» What is needed:
Transcribe the material in full, exactly as written.

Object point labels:
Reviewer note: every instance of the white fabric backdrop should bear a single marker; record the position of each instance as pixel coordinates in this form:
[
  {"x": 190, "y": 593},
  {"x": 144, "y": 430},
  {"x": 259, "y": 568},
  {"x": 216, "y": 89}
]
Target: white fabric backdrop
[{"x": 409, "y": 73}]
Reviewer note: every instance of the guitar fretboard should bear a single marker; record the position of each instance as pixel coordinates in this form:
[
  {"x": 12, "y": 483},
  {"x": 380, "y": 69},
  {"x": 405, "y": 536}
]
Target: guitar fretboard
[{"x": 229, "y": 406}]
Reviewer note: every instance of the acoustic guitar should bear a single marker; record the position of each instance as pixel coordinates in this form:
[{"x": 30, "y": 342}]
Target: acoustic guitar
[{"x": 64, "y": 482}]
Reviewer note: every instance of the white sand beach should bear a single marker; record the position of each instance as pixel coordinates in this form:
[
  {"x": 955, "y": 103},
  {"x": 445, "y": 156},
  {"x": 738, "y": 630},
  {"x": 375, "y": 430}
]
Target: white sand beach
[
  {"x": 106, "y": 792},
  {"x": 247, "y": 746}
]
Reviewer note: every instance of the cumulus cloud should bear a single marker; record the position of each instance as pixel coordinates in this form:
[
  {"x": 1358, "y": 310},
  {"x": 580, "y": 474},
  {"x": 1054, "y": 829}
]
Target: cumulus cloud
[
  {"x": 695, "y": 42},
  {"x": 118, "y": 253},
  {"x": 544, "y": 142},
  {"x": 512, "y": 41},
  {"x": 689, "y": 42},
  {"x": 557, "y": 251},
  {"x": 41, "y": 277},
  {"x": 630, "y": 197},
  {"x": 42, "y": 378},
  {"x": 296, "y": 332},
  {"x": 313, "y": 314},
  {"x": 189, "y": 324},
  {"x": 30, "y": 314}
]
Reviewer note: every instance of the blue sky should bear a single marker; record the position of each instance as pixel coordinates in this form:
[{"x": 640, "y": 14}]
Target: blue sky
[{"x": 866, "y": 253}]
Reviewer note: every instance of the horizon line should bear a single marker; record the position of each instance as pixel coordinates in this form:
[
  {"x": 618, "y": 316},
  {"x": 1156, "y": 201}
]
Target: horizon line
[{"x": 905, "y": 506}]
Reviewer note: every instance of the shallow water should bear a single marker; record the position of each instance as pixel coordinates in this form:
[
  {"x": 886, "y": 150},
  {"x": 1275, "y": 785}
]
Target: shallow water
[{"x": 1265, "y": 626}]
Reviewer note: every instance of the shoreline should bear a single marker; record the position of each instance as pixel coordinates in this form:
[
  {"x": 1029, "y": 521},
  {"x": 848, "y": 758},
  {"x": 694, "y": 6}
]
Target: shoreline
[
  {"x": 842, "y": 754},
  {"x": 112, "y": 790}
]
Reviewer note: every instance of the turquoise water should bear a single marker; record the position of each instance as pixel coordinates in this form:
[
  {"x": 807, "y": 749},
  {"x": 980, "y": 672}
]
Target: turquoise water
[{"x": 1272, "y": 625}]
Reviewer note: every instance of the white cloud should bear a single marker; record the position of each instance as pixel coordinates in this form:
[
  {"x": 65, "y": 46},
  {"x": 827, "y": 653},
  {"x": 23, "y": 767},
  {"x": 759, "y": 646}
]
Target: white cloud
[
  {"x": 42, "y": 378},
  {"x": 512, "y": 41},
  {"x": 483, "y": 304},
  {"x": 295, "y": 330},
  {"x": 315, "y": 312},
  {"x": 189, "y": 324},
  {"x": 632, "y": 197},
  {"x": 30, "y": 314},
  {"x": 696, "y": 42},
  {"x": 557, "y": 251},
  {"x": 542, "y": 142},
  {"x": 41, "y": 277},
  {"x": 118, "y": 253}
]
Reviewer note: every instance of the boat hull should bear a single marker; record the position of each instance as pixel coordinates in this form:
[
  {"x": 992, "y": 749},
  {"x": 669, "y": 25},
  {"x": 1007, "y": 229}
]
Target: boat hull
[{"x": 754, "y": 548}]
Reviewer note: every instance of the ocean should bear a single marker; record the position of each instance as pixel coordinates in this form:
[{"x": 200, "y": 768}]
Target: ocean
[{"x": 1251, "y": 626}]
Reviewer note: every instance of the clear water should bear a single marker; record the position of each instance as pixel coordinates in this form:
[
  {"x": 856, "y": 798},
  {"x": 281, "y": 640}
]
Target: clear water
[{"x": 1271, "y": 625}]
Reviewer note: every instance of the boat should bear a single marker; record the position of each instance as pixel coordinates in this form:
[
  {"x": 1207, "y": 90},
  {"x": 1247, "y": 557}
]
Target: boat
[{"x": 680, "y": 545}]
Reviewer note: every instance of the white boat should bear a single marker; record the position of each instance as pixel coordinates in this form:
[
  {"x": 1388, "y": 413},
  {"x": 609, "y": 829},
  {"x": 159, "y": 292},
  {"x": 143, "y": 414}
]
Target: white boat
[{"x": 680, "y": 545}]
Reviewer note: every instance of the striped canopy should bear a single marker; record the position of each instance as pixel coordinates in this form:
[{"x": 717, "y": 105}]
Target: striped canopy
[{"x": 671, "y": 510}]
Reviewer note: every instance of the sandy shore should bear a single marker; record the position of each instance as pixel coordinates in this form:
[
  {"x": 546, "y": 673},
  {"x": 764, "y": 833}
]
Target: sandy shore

» Response to the exercise:
Reviewer note: every instance of the white fabric backdrop should bear a single marker; record the position of each instance as pixel coordinates in this form:
[
  {"x": 190, "y": 593},
  {"x": 144, "y": 430},
  {"x": 259, "y": 568},
  {"x": 216, "y": 89}
]
Target: white fabric backdrop
[{"x": 409, "y": 73}]
Reviewer note: every instance of the guitar fretboard should bear a single marker; record the position of each instance as pixel coordinates in this form:
[
  {"x": 12, "y": 483},
  {"x": 380, "y": 69},
  {"x": 405, "y": 536}
]
Target: guitar fretboard
[{"x": 229, "y": 406}]
Reviewer note: every instance of the acoustic guitar should bear a single marker; record the position of each instance as pixel coordinates in this form:
[{"x": 30, "y": 342}]
Target: acoustic guitar
[{"x": 64, "y": 482}]
Reviewer note: every instance of the white sand beach should bear a single marker; record the position of each instance as pixel coordinates in this form:
[
  {"x": 955, "y": 103},
  {"x": 445, "y": 156},
  {"x": 738, "y": 630},
  {"x": 375, "y": 430}
]
Target: white sand beach
[
  {"x": 106, "y": 792},
  {"x": 247, "y": 746}
]
Reviewer note: every instance of the cumulus cloud should bear a single marker; record the position of each instance as pixel coordinates in this form:
[
  {"x": 1358, "y": 310},
  {"x": 580, "y": 474},
  {"x": 1054, "y": 829}
]
Target: cumulus cloud
[
  {"x": 695, "y": 42},
  {"x": 118, "y": 253},
  {"x": 544, "y": 142},
  {"x": 512, "y": 41},
  {"x": 689, "y": 42},
  {"x": 557, "y": 251},
  {"x": 41, "y": 277},
  {"x": 630, "y": 197},
  {"x": 42, "y": 378},
  {"x": 296, "y": 332},
  {"x": 313, "y": 314},
  {"x": 189, "y": 324},
  {"x": 30, "y": 314}
]
Reviewer note: every instance of the blue sky should bear a single marker; record the position of each instance as pixel coordinates in this form:
[{"x": 640, "y": 14}]
Target: blue sky
[{"x": 866, "y": 253}]
Reviewer note: every instance of the horizon line should bear a single marker; record the position of each instance as pixel coordinates in this form:
[
  {"x": 618, "y": 316},
  {"x": 1156, "y": 201}
]
Target: horizon line
[{"x": 905, "y": 506}]
Reviewer note: every instance of the shallow water should bear a single marker; record the position of each instance as pixel coordinates in this form:
[
  {"x": 886, "y": 150},
  {"x": 1275, "y": 785}
]
Target: shallow water
[{"x": 1265, "y": 626}]
Reviewer note: every instance of the shoreline should bear a single marker; record the position of each instance as pixel coordinates in this form:
[
  {"x": 1029, "y": 521},
  {"x": 848, "y": 758},
  {"x": 694, "y": 6}
]
Target: shoreline
[
  {"x": 842, "y": 754},
  {"x": 112, "y": 790}
]
Reviewer note: every instance of the turquoise water should bear a single marker; record the position of each instance as pixel coordinates in this form:
[
  {"x": 807, "y": 749},
  {"x": 980, "y": 672}
]
Target: turquoise water
[{"x": 1272, "y": 625}]
Reviewer note: every instance of the white cloud should bear a single marker; record the position of each instance as pixel coordinates in this form:
[
  {"x": 65, "y": 46},
  {"x": 827, "y": 653},
  {"x": 23, "y": 767},
  {"x": 759, "y": 646}
]
Target: white cloud
[
  {"x": 42, "y": 378},
  {"x": 512, "y": 41},
  {"x": 483, "y": 304},
  {"x": 295, "y": 330},
  {"x": 315, "y": 312},
  {"x": 189, "y": 324},
  {"x": 632, "y": 197},
  {"x": 30, "y": 314},
  {"x": 696, "y": 42},
  {"x": 557, "y": 251},
  {"x": 542, "y": 142},
  {"x": 41, "y": 277},
  {"x": 118, "y": 253}
]
Reviewer note: every instance of the boat hull should bear a single marker; record the position of each instance as pixel coordinates in this form:
[
  {"x": 992, "y": 749},
  {"x": 669, "y": 25},
  {"x": 1007, "y": 229}
]
Target: boat hull
[{"x": 754, "y": 548}]
Reviewer note: every instance of the ocean should bear a single marker; record the position of each instance as pixel coordinates in this form:
[{"x": 200, "y": 768}]
Target: ocean
[{"x": 1251, "y": 626}]
Reviewer note: every instance of the clear water should bear a single marker; record the position of each instance as pixel coordinates in this form:
[
  {"x": 856, "y": 798},
  {"x": 281, "y": 640}
]
Target: clear water
[{"x": 1271, "y": 625}]
Reviewer note: every instance of the boat should bear a single marker; record the position of each instance as pixel coordinates in this form:
[
  {"x": 1207, "y": 90},
  {"x": 1247, "y": 557}
]
Target: boat
[{"x": 680, "y": 545}]
Reviewer note: every instance of the white boat should bear a single marker; record the position of each instance as pixel coordinates in this form:
[
  {"x": 1388, "y": 413},
  {"x": 609, "y": 829},
  {"x": 159, "y": 292},
  {"x": 143, "y": 414}
]
Target: white boat
[{"x": 680, "y": 545}]
Reviewer note: every instance of the striped canopy should bear a single marker; record the position of each instance as pixel coordinates in this form:
[{"x": 717, "y": 105}]
Target: striped canopy
[{"x": 671, "y": 510}]
Reviewer note: every instance of the sandy shore should bear a single marker; record the position of each instance as pixel coordinates in this form:
[
  {"x": 546, "y": 673},
  {"x": 764, "y": 833}
]
Target: sandy shore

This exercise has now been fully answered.